“Non seulement les objectifs d’Israël n’ont pas été atteints, mais il a dû faire face à un nouveau défi : les drones, que le Dôme de fer n’a pas réussi à intercepter”.
👁🗨 Malgré les pertes & la destruction, le Hezbollah n’a pas perdu la guerre
Par Paul Khalifeh, le 27 novembre 2024
Selon les experts, la victoire ne se mesure pas au nombre de morts ni à l’ampleur des destructions, mais plutôt aux objectifs initiaux de la guerre.
La confrontation entre Israël et le Hezbollah depuis 14 mois qui s’est transformée en guerre ouverte au cours des deux derniers mois, a fait 3 800 morts et plus de 15 000 blessés au Liban.
Après l’annonce du cessez-le-feu, tôt mercredi matin heure locale, le Premier ministre israélien Benjamin Netanyahu a revendiqué la victoire. Mais le Hezbollah a-t-il vraiment perdu cette guerre ?

# # # # #

Répondez à ces questions sur l'extrait consacré à la guerre entre Israël et le Hezbollah :
1. Quel nouveau défi Israël a-t-il dû affronter ?
2. D'après les experts, à quoi se mesure la victoire ?
3. Combien de morts la confrontation a-t-elle fait au Liban ?

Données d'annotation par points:
# # # # #

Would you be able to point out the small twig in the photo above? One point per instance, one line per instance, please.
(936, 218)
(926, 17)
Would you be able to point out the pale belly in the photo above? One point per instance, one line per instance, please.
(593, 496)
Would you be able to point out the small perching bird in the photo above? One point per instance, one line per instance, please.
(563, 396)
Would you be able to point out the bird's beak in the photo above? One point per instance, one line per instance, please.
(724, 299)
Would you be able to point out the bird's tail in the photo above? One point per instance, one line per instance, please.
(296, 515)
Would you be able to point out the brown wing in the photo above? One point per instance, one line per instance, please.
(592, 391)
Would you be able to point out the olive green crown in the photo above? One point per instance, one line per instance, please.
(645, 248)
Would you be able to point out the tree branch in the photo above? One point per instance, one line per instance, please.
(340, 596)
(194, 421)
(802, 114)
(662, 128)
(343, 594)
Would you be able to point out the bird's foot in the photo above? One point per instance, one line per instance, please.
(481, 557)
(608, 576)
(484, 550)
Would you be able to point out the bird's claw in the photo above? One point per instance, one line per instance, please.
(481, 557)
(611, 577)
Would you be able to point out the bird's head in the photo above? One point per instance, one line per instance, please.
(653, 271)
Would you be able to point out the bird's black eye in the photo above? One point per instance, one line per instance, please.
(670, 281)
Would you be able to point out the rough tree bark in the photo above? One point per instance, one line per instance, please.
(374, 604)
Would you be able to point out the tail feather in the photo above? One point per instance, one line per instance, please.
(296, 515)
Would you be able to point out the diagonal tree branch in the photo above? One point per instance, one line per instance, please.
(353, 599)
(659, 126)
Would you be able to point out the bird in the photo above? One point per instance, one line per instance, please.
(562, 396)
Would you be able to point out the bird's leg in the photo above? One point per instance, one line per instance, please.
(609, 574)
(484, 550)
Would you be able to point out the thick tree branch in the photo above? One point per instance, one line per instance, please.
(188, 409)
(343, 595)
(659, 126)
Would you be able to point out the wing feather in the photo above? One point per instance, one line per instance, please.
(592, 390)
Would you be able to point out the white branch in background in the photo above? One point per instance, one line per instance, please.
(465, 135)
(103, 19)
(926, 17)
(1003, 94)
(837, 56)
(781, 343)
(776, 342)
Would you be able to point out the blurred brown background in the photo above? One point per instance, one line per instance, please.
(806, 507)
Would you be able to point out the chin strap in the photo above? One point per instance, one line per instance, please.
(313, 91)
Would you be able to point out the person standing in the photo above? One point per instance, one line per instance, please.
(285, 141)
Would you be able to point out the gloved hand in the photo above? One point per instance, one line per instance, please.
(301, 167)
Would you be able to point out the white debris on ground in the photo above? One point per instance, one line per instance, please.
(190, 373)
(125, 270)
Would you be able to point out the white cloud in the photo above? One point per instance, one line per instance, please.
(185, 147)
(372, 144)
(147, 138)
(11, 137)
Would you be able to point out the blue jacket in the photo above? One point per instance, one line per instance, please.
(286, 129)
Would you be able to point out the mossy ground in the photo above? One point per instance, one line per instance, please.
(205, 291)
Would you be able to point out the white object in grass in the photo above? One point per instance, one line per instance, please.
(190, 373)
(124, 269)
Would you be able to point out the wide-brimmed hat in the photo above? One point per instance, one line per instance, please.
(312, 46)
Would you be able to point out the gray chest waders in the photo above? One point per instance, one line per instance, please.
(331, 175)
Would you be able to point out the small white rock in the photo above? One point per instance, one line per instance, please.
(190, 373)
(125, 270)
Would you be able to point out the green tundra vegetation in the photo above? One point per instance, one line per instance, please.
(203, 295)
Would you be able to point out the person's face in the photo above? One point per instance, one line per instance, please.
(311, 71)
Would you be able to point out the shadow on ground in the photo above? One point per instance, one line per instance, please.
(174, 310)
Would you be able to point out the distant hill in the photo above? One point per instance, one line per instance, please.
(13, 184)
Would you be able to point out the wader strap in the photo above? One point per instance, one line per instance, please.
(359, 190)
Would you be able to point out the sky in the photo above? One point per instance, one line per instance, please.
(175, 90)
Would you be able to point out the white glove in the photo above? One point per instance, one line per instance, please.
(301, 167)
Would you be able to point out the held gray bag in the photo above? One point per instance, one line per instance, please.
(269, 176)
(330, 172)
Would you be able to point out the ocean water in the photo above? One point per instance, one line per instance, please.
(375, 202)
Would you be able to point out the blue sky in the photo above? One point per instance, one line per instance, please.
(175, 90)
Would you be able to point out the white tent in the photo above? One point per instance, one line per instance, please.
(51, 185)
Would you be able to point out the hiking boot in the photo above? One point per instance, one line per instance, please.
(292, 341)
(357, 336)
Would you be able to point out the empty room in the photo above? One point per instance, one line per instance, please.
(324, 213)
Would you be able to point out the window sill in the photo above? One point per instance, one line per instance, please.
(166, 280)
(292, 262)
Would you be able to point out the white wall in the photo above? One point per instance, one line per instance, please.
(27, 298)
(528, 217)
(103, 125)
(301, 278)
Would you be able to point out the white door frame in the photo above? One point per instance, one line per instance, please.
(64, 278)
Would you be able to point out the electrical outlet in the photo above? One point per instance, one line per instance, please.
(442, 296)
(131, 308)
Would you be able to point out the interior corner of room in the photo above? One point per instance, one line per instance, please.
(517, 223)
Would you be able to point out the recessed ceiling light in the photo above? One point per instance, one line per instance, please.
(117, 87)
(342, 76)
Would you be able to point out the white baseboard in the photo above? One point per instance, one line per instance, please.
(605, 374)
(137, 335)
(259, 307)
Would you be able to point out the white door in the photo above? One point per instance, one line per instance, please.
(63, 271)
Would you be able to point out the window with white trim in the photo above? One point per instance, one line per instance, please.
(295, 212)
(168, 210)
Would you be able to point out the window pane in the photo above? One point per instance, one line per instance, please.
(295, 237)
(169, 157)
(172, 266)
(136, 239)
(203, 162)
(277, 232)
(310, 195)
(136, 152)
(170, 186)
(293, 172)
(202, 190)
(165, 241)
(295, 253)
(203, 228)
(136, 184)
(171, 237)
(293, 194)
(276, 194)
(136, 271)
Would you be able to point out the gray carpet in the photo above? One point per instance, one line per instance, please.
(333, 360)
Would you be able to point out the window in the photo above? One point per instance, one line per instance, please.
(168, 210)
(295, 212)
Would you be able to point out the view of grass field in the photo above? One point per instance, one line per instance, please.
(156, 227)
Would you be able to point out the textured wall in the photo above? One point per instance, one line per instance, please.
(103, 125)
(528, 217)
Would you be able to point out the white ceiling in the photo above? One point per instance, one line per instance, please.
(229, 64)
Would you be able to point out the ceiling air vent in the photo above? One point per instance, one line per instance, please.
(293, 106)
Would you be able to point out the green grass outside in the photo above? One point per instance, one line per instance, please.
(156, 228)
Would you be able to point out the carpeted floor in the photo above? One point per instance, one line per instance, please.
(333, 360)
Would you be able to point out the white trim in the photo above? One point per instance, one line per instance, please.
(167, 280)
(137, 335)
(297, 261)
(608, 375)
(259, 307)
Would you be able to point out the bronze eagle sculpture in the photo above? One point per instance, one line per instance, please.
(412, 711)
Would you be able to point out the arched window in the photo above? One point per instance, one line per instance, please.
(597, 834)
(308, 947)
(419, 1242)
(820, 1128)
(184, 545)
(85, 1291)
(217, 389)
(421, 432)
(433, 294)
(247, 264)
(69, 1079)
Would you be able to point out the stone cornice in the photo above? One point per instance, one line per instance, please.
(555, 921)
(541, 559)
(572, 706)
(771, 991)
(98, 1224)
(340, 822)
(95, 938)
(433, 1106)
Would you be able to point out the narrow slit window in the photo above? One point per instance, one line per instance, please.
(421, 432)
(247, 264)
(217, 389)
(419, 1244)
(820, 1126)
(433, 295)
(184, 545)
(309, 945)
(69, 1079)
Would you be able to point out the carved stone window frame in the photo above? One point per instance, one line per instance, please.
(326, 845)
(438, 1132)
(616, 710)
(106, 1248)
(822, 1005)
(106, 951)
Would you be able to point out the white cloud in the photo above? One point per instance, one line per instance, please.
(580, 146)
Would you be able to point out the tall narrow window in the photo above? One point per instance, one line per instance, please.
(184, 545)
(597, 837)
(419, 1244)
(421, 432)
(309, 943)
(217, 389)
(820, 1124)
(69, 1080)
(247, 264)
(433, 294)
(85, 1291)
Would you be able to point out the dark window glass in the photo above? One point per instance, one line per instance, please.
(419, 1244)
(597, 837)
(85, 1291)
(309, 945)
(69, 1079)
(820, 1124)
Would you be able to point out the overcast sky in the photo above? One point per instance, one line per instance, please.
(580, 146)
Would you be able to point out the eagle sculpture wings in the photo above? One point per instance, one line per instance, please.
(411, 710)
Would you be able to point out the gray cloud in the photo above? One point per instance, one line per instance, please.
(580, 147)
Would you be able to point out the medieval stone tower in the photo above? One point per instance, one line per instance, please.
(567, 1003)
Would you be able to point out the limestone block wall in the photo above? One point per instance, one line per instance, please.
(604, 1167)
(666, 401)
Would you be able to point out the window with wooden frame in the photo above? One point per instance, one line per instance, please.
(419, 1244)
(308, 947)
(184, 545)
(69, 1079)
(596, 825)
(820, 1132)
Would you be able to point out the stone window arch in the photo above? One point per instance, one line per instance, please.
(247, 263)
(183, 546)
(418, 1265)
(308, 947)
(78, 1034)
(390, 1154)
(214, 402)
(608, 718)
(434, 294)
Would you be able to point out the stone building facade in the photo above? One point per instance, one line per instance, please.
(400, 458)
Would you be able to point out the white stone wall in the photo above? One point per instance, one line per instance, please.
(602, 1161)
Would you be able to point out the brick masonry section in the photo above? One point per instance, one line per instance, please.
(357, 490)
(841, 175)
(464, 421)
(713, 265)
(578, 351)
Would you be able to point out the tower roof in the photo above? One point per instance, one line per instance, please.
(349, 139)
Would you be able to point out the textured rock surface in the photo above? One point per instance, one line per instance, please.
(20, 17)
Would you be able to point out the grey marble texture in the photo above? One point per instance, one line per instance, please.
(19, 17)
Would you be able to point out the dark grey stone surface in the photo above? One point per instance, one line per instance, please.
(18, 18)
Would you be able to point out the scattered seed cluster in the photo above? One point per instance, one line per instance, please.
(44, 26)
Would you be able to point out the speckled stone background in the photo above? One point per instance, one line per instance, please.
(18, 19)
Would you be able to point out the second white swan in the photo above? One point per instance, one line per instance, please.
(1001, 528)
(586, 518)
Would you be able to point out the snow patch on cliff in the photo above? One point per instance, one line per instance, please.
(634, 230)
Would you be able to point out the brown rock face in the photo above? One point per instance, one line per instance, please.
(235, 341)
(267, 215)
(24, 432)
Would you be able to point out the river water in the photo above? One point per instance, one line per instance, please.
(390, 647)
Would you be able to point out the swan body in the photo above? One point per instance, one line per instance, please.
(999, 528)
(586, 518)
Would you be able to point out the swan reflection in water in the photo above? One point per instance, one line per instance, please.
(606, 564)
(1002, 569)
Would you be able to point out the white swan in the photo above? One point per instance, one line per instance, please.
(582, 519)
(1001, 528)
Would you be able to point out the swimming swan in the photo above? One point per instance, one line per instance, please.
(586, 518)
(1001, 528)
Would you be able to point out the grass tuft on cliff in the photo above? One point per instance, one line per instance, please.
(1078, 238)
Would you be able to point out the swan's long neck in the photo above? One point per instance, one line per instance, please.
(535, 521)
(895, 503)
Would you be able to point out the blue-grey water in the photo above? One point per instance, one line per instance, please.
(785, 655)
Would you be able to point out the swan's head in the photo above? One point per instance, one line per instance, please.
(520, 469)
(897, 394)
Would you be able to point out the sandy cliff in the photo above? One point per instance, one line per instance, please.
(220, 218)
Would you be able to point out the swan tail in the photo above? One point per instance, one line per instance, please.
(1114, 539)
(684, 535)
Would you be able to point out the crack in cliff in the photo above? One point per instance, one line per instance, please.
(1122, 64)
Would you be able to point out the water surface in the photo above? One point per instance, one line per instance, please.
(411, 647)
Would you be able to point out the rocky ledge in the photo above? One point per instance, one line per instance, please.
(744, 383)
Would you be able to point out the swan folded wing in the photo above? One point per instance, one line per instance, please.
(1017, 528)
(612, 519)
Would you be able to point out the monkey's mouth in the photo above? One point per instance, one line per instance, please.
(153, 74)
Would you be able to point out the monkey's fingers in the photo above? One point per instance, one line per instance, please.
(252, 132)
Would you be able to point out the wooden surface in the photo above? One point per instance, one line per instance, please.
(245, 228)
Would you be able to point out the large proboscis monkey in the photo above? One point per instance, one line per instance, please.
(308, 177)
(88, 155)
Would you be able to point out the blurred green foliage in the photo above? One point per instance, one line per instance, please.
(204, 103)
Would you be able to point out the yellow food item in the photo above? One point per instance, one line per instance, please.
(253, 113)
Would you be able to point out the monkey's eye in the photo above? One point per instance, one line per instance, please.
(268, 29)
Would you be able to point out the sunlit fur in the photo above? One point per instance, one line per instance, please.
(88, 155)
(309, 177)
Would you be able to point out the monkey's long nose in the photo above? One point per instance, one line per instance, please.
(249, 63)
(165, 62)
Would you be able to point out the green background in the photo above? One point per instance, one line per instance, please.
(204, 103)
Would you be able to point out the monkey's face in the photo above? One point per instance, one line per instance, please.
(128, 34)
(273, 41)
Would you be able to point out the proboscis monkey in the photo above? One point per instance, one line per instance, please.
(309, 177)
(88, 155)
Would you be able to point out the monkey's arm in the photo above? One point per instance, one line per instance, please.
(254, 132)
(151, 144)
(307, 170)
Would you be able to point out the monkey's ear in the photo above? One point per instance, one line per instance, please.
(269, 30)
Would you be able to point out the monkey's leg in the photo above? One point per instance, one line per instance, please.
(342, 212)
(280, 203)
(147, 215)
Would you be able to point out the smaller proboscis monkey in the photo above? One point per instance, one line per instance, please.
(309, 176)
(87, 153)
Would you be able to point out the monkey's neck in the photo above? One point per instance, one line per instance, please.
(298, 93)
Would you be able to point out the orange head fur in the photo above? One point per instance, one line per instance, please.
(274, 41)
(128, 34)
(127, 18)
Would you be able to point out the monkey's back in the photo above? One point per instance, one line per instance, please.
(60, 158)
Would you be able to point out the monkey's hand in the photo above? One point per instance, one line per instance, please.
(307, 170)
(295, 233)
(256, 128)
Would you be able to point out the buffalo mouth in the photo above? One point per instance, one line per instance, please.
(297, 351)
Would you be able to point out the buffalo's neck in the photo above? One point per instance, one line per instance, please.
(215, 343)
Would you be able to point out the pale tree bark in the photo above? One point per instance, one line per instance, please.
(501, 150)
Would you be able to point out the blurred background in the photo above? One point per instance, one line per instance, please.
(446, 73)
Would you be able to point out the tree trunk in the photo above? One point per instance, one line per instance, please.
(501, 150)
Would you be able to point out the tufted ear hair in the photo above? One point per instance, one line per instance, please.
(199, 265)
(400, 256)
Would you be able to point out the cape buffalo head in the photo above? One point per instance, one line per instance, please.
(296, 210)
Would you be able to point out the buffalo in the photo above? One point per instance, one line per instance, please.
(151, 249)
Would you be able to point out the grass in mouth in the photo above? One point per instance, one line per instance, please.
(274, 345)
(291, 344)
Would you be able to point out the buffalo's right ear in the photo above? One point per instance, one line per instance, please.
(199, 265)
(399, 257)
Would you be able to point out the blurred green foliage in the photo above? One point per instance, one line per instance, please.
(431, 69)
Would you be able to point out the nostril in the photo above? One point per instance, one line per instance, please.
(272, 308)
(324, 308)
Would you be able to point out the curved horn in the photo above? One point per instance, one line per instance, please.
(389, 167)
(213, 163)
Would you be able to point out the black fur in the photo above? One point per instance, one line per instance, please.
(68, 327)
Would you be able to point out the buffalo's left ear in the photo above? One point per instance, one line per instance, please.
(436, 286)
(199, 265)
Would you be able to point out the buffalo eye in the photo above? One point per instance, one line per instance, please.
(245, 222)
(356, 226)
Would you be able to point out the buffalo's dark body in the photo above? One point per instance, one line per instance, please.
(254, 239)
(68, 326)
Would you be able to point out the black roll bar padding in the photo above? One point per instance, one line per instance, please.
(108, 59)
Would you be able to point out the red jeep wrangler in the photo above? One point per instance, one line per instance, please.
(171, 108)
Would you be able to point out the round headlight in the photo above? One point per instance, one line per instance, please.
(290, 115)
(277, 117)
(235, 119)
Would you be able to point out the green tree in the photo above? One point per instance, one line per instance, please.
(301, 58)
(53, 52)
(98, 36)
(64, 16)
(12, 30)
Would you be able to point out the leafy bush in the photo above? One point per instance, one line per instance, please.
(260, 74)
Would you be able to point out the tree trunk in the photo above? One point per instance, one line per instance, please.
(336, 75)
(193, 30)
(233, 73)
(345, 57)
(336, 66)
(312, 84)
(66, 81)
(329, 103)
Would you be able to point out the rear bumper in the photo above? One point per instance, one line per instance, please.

# # # # #

#### [Réponse attendue]
1. Les drones, que le Dôme de fer n'a pas réussi à intercepter.
2. Aux objectifs initiaux de la guerre.
3. 3 800 morts.